◆ **WHAT THE EXERCISE ASKS**: Please repeat the listing starting at the line that contains "For the benchmark, mark every instance of the food" and ending at the line that contains "For the benchmark, mark every instance of the green", both included, with the requests left as they are. Scale every x and y coordinate in the answers by 1.1, rounding to whole numbers with halves going up, and give only those lines.

— begin ENTRIES —

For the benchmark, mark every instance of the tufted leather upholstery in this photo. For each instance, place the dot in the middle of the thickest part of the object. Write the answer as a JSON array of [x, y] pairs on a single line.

— end ENTRIES —
— begin ENTRIES —

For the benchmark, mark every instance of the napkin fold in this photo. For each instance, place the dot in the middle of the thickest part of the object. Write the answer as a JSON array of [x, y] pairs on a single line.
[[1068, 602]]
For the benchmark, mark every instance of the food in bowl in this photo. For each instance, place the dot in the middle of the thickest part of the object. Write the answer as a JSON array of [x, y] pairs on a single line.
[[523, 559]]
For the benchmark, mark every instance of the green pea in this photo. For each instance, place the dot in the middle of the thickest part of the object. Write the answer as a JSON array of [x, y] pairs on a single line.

— end ENTRIES —

◆ **ANSWER IN FULL**:
For the benchmark, mark every instance of the food in bowl in this photo. For each instance, place the dot in the middle of the thickest part of the object. Write the answer as a JSON array of [x, y] pairs on a single line.
[[575, 615]]
For the benchmark, mark every instance of the green pea in this photo. For each instance, place the dot in the middle of the thickest part of the object. Write the answer as a JSON array of [x, y] pairs on a single line.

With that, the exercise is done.